**SHORT TASK**
Rewrite the rows below, switching "SHOULD" to "MUST" each time it occurs and leaving everything else as it stands.

**MATERIAL FOR THIS TASK**

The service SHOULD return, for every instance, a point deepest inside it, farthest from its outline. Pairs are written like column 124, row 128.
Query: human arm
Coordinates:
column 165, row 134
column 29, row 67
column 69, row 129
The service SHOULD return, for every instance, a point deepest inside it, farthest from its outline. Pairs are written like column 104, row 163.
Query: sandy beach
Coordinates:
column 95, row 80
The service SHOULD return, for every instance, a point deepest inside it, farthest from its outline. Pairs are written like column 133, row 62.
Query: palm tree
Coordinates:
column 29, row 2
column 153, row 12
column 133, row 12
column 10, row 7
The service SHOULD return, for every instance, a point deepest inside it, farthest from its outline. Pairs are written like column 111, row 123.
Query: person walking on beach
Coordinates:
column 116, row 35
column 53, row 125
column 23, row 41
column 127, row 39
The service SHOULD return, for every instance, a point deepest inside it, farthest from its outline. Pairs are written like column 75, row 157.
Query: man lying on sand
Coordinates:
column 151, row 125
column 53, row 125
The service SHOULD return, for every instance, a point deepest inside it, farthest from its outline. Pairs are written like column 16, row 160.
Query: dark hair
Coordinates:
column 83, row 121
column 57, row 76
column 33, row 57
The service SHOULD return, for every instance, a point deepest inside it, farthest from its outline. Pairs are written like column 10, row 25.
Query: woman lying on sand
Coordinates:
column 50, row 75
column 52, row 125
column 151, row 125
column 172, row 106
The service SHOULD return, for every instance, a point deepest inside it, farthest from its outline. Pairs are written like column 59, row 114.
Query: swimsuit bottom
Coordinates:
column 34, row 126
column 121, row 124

**IN RESPONSE**
The service MUST return, for every instance, a point deepest inside it, farthest from its outline. Pairs are written like column 124, row 128.
Query: human arm
Coordinates:
column 165, row 134
column 29, row 67
column 69, row 129
The service MUST return, for every instance, a point deepest inside it, farthest from its outline. Pairs are written like column 104, row 163.
Query: sandy beach
Coordinates:
column 95, row 80
The service MUST return, for every instance, a point deepest inside it, farthest from its outline. Pairs are written like column 133, row 62.
Query: palm tree
Coordinates:
column 29, row 2
column 153, row 12
column 133, row 12
column 10, row 7
The service MUST return, for every instance, a point deepest inside it, farthest from its outline. Pairs are written like column 111, row 123.
Query: person walking on beach
Coordinates:
column 116, row 35
column 53, row 125
column 23, row 41
column 127, row 39
The service MUST return, for every instance, a point deepest inside it, farthest from its outline. Pairs are written like column 75, row 157.
Query: man lying on sand
Coordinates:
column 151, row 125
column 53, row 125
The service MUST return, for every instance, a point deepest inside it, farthest from its outline. Pairs are written like column 16, row 160.
Query: dark hair
Coordinates:
column 83, row 121
column 57, row 76
column 33, row 57
The service MUST return, for every instance, a point deepest inside it, farthest from its outline. Pairs are written like column 10, row 25.
Query: woman lying on sand
Coordinates:
column 50, row 75
column 52, row 125
column 151, row 125
column 172, row 106
The service MUST return, for every instance, a point deepest inside it, farthest from its outline. Pairs are written like column 59, row 114.
Query: swimsuit bottom
Coordinates:
column 34, row 126
column 121, row 124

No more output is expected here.